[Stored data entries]
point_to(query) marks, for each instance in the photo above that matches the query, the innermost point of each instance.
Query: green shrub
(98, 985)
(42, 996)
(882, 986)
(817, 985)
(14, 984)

==

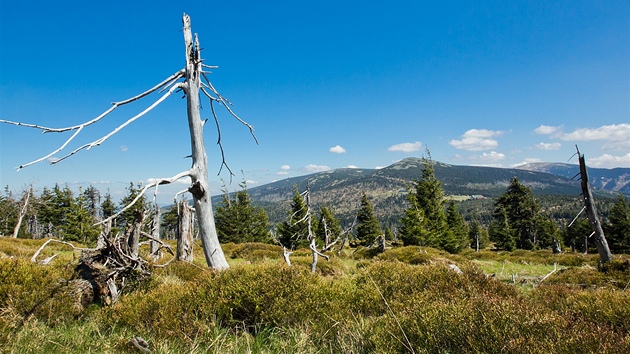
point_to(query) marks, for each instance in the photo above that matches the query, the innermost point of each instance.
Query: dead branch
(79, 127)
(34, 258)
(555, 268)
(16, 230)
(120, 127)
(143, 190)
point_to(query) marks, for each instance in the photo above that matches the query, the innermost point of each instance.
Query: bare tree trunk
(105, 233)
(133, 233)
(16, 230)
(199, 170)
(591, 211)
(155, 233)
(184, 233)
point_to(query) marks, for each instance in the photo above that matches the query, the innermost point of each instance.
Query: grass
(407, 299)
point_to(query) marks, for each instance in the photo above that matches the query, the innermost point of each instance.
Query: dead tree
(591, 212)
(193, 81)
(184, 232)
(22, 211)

YOUR GOAL> Filter the material down to the lines that contain the word "tree", and copy each of those lines.

RESULT FOR THIS TASK>
Query: bare tree trunk
Query: dead tree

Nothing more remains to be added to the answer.